Pick out every line of the material below that contains the word "table" and copy each of those lines in full. Case counts.

** start of INFORMATION SUPPLIED **

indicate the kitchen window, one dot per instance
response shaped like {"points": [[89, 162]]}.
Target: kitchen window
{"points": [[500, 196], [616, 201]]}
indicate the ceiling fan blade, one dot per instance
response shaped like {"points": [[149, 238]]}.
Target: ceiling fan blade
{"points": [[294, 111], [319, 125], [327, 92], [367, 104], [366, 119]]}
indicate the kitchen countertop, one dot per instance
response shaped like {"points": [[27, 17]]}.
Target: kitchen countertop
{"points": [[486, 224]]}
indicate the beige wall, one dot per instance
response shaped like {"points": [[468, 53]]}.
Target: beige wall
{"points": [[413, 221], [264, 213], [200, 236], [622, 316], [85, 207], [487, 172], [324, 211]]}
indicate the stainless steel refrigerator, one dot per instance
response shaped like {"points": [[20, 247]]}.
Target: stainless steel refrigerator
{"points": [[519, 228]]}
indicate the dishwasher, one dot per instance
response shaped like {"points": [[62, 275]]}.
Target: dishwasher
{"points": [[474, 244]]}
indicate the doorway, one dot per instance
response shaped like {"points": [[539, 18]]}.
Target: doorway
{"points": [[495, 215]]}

** end of INFORMATION SUPPLIED **
** start of INFORMATION SUPPLIED **

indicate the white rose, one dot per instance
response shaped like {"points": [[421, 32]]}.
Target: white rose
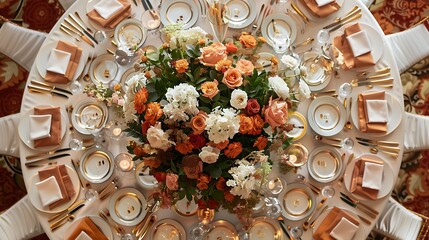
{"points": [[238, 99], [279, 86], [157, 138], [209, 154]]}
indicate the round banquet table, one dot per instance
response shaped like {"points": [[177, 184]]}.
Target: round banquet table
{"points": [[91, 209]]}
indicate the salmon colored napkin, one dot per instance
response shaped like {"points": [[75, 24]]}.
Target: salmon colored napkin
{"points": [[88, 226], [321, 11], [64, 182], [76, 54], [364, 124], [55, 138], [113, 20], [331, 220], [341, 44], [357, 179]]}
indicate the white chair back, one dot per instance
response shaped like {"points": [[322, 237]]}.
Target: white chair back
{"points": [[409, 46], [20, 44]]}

** end of INFORMATION SUPPLIED **

EXERCISE RESPONSE |
indicate the round banquet table, one dot per instance
Target: round banquet table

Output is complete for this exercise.